A l’occasion du concert « La vie en Rose » donné par la chanteuse française Anne Carrère le 20 juin prochain dans le cadre du festival Le French May, Paroles livre une réflexion sur les paroles de « La Foule », succès planétaire d’Edith Piaf.

La Foule fut l’un des plus grands succès de la Môme, dont les paroles furent imaginées en novembre 1957 par Michel Rivegauche sur une musique de l’Argentin Ángel Cabral. Piaf avait alors défié ce jeune auteur de trouver les mots justes depuis une entraînante valse péruvienne qu’elle avait adoré : « Que nadie sepa mi sufrir » (Que personne ne sache ma souffrance). Un pari réussi qui vit Paris, la France et le monde virevolter au son et aux paroles de cette chanson.

Cinq petites notes, légères, et s’emballent l’accordéon et l’orchestre symphonique; partant les valseurs, partant l’émotion. Le diamant piaffe sur le sillon. C’est un emportement universel et imparable. Comme hypnotisé, le danseur qui sommeille en chacun quitte sa chaise pour rejoindre une cavalière imaginaire. 60 ans après, ce rythme ternaire ne s’est pas terni.

Cinq petites notes, légères, et s’enflamment et les foules, et les amourettes, d’un soir, qui se verraient bien transir pour l’éternité. La chaleur des bras d’une femme épousant ceux d’un homme. C’est le mythe d’Empédocle revisité un soir de bal de quatorze juillet. Chacun retrouve sa moitié. « C’est lui pour moi, moi pour lui » comme chantait déjà Piaf dans La vie en rose.

Cinq petites notes, légères, qui confinent au délire collectif, à une danse de la Saint-Guy dont on ne veut plus s’extraire. Ce désarroi final évoque le sonnet A une passante de Charles Baudelaire et sa pointe assassine « ô toi que j’eusse aimé, ô toi qui le savais ». Un sentiment de désespoir mais aussi de vengeance, de revanche face à cette foule, cette multitude, que l’auteur des Fleurs du mal allégorisait en Hydre !

La Foule est une chanson élégiaque. Celle du temps qui passe et qui ne nous laissera pas de seconde chance. C’est la mélopée du « perdu à jamais » qui rend les belles rencontres si fragiles. Une chanson qui respecte l’unité de temps d’une valse, de l’aube des regards jusqu’au déclin du volume, où subrepticement les doigts se quittent dans l’effleurement d’un adieu résolu et d’un dernier regard.
++++++++++++++++++++
| Exercice 1 |
D'après l'extrait sur « La Foule », pourquoi Michel Rivegauche a-t-il écrit les paroles de cette chanson ? Répondez en une à trois phrases.
Les enregistrements n'ont aucun rapport avec l'extrait.
++++++++++++++++++++
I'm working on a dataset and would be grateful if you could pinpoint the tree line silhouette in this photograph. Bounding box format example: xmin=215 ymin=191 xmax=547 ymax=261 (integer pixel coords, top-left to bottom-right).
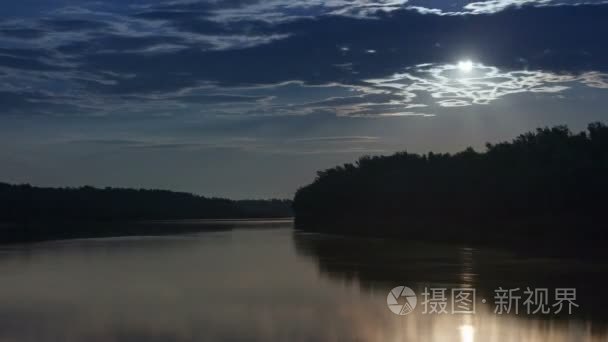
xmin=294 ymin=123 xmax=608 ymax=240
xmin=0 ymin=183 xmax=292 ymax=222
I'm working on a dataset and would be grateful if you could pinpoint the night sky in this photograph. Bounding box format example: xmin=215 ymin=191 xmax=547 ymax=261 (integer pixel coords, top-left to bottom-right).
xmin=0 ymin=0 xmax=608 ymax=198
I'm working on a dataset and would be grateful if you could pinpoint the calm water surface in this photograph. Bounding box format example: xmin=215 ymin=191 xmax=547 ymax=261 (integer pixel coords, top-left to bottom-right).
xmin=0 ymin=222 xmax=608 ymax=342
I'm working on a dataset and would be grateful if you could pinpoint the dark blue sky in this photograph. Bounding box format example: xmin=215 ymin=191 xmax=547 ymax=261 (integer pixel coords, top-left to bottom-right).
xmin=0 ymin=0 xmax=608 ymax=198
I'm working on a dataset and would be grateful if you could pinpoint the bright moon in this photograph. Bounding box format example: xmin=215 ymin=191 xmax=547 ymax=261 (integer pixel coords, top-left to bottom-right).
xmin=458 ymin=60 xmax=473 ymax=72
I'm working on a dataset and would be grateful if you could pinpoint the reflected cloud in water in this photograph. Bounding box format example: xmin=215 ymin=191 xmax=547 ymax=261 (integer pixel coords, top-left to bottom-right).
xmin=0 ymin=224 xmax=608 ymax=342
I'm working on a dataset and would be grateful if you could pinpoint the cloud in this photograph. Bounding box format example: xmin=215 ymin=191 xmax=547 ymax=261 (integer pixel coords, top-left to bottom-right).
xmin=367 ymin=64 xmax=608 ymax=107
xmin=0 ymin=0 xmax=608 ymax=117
++++++++++++++++++++
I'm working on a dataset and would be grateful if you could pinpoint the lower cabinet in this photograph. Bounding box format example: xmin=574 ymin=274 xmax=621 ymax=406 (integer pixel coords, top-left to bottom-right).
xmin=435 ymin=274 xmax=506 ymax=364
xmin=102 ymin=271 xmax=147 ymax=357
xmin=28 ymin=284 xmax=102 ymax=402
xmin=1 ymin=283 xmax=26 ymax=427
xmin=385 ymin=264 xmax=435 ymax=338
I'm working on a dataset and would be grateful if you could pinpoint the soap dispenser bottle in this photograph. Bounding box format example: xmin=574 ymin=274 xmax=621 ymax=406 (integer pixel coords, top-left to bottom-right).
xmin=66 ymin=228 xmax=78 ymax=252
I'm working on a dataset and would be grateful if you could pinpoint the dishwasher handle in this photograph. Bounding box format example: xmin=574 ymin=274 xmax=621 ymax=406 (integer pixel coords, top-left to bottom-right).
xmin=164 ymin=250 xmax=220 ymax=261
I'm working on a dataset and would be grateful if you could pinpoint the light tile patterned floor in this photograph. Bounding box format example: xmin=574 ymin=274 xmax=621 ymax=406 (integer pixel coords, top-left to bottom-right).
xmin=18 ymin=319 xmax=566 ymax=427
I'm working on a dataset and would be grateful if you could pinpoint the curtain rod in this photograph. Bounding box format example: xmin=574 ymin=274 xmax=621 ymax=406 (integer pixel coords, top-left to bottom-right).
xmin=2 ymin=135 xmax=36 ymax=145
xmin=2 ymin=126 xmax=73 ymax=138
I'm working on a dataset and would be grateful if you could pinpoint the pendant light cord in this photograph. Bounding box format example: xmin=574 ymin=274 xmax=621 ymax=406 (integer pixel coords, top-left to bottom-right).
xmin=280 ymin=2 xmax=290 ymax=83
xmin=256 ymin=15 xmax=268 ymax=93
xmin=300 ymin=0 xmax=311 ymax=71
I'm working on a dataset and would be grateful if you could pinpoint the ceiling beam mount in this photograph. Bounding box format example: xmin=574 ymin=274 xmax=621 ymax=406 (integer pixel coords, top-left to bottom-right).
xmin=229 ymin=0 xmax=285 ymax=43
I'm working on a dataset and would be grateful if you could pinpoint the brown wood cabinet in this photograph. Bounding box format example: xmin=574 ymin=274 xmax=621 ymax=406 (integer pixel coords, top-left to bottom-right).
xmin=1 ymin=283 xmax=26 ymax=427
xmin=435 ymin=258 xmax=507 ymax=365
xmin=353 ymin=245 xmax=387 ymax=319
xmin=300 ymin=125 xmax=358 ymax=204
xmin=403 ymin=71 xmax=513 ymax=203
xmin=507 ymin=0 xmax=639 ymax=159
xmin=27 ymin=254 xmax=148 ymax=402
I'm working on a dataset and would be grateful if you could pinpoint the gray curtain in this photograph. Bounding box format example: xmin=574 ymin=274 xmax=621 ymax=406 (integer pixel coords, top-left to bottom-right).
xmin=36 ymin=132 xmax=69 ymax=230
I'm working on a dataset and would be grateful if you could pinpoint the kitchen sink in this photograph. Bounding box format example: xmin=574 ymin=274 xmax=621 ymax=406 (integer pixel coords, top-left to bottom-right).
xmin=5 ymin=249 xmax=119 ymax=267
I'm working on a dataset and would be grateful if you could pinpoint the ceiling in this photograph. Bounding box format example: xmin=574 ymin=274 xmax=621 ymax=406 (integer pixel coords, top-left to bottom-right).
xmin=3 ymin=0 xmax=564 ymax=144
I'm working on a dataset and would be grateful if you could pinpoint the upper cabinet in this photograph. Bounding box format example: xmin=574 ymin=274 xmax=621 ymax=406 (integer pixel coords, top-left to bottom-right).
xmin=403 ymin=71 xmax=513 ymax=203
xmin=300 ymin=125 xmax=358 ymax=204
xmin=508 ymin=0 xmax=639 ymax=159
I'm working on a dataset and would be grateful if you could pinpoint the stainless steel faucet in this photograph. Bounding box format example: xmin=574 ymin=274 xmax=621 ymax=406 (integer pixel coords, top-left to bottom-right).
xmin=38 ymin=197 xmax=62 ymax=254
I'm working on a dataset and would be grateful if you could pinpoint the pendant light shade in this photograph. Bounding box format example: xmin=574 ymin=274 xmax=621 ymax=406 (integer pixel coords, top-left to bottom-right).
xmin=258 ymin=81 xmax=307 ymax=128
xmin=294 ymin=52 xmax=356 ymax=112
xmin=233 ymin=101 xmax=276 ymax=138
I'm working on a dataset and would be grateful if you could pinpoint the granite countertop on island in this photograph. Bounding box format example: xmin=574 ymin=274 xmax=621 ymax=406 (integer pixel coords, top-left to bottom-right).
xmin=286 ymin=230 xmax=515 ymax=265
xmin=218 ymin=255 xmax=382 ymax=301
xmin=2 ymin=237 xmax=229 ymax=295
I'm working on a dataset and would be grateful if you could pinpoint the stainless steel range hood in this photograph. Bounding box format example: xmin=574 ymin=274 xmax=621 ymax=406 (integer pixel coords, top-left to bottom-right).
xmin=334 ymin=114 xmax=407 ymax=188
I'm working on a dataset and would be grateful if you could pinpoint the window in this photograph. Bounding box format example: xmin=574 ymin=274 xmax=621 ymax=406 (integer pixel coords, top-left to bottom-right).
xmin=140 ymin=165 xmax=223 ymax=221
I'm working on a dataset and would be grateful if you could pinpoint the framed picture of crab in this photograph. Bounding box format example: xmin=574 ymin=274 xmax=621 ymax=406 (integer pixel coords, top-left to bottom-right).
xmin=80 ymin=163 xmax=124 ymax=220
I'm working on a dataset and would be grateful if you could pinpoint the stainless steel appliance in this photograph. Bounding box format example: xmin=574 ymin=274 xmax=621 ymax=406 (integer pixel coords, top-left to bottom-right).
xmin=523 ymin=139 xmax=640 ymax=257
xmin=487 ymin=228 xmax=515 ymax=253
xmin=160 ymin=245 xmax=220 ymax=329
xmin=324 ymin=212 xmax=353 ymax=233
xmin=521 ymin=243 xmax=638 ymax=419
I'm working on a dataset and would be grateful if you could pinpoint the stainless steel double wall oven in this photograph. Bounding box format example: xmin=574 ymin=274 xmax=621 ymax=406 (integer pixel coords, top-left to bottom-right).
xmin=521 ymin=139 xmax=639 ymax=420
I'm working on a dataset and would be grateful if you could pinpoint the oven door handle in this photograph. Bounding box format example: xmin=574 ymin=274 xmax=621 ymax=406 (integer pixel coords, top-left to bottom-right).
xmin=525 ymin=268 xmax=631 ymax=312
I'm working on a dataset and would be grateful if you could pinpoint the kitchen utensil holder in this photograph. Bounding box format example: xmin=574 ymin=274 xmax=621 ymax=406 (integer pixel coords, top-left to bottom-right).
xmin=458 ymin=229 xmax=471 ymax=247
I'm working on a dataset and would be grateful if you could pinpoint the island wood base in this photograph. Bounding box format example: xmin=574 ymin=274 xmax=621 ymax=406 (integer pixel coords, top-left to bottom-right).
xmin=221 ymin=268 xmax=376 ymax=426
++++++++++++++++++++
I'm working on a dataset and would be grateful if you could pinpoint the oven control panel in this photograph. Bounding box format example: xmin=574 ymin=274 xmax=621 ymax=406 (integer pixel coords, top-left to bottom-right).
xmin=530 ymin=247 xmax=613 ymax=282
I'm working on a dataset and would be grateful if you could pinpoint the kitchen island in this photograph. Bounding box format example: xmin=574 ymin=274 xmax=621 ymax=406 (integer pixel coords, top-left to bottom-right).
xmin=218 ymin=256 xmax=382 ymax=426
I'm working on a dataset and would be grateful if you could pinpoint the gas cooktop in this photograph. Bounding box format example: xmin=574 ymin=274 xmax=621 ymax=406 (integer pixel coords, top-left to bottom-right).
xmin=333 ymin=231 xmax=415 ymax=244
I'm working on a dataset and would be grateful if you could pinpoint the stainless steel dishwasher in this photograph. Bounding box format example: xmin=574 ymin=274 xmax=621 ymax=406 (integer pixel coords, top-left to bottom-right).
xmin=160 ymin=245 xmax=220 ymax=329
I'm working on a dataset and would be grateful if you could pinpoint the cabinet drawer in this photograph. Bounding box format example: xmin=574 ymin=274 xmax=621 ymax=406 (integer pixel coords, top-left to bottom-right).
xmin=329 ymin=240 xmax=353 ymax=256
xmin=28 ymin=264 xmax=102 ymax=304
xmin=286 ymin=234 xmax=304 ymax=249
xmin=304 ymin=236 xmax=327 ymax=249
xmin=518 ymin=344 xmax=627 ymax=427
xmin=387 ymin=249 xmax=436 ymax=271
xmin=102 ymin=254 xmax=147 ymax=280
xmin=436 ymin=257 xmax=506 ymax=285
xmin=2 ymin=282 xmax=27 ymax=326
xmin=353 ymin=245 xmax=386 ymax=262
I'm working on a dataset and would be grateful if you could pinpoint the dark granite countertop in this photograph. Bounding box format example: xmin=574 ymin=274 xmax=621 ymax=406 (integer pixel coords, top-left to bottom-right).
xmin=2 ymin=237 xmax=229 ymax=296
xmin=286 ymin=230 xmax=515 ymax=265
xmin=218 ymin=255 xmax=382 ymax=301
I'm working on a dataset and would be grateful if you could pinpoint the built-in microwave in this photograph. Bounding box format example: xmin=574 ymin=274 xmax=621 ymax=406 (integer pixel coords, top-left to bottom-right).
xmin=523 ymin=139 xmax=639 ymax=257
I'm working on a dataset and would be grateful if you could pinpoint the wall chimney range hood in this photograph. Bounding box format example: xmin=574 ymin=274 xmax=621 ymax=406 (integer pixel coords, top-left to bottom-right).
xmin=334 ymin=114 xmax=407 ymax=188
++++++++++++++++++++
| Exercice 2 |
Relevez chaque ligne des enregistrements qui contient le mot « silhouette ».

| Corrigé détaillé 1 |
Edith Piaf avait mis ce jeune auteur au défi de trouver les mots justes à partir d'une valse péruvienne entraînante qu'elle avait adorée, « Que nadie sepa mi sufrir ». Il a donc imaginé ces paroles en novembre 1957, sur une musique de l'Argentin Ángel Cabral.

| Corrigé détaillé 2 |
I'm working on a dataset and would be grateful if you could pinpoint the tree line silhouette in this photograph. Bounding box format example: xmin=215 ymin=191 xmax=547 ymax=261 (integer pixel coords, top-left to bottom-right).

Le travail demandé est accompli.